Entries from a dataset
+-------+
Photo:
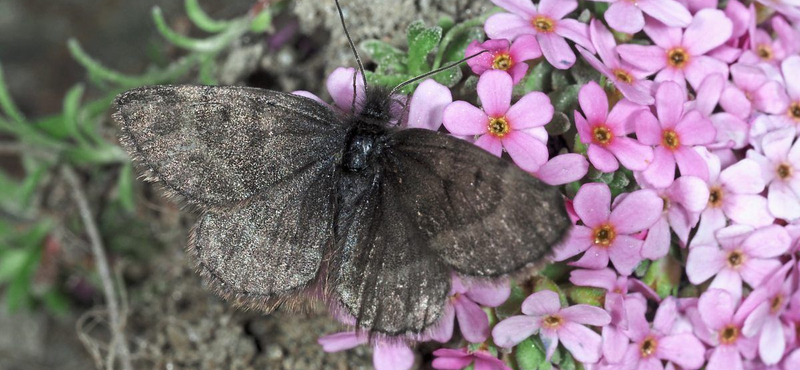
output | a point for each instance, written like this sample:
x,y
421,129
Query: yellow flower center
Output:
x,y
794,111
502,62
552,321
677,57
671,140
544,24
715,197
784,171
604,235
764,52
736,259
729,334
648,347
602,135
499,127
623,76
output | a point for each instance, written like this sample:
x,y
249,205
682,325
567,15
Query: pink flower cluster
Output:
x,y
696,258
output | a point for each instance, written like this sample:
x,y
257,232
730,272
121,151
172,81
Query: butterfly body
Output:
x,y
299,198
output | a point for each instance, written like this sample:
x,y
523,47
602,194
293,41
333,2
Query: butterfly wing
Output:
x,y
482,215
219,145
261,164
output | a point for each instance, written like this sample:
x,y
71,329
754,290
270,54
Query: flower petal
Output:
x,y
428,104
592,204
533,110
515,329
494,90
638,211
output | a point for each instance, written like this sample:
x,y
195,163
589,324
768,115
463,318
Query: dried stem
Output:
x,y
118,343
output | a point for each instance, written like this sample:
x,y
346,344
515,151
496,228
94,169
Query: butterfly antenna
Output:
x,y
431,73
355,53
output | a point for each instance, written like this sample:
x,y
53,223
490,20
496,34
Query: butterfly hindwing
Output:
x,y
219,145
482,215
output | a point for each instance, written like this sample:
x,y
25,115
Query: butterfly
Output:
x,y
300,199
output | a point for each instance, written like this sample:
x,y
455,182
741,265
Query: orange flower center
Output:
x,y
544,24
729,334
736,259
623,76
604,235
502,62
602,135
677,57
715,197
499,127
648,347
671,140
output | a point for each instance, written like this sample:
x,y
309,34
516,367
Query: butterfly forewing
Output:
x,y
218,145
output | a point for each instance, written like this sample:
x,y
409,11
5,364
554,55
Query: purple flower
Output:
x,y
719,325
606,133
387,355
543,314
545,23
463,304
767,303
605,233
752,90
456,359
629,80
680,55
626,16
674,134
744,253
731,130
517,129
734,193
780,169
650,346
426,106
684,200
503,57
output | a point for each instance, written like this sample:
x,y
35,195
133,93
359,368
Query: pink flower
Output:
+-------+
Work to do —
Without the pictures, retype the whole of the material above exactly.

The answer —
Photo:
output | a point for each instance, written like this sample:
x,y
421,129
Query: yellow flower center
Output:
x,y
794,111
502,62
552,321
677,57
671,140
544,24
715,197
784,171
604,235
764,52
736,259
729,334
648,347
602,135
499,127
623,76
output | a point for each instance, written like this sample:
x,y
249,205
682,325
567,15
Query: pink flower cluster
Output:
x,y
696,258
output | a point for each instance, written like this sample:
x,y
257,232
730,272
121,151
172,81
Query: butterfly body
Output:
x,y
299,198
output | a point for each instance, written like this sample:
x,y
523,47
602,194
293,41
333,2
Query: butterfly wing
Output:
x,y
482,215
219,145
261,164
output | a point for each instance, written like this sample:
x,y
71,329
754,290
270,54
Query: flower petal
Output:
x,y
428,104
592,204
533,110
515,329
494,90
638,211
output | a point for each instance, written like this sample:
x,y
195,163
589,324
768,115
463,318
Query: dried stem
Output:
x,y
118,343
output | a point for each instance, written like this sample:
x,y
346,344
515,151
496,228
94,169
Query: butterfly antenna
Output:
x,y
431,73
355,53
output | a point for each instance, written like this sample:
x,y
53,223
490,20
496,34
Query: butterfly hindwing
Output:
x,y
219,145
482,215
output | a point for each instance, written like this sample:
x,y
25,115
Query: butterfly
Output:
x,y
300,199
output | a point for each instance, written like this sample:
x,y
455,182
741,265
Query: orange flower center
Output:
x,y
544,24
729,334
736,259
623,76
604,235
502,62
602,135
677,57
715,197
499,127
648,347
671,140
output | a point for each instance, written like this sample:
x,y
309,34
516,367
Query: butterfly forewing
Output:
x,y
218,145
output | a point for each instance, written like this sample:
x,y
409,11
5,364
554,55
Query: purple flower
Output:
x,y
719,325
606,133
387,355
543,314
545,23
463,304
767,303
605,233
752,90
456,359
629,80
680,55
626,16
674,134
744,253
731,130
517,129
734,193
780,169
650,346
426,106
684,200
503,57
output | a point for each instance, written like this sample:
x,y
35,195
133,93
359,368
Query: pink flower
Output:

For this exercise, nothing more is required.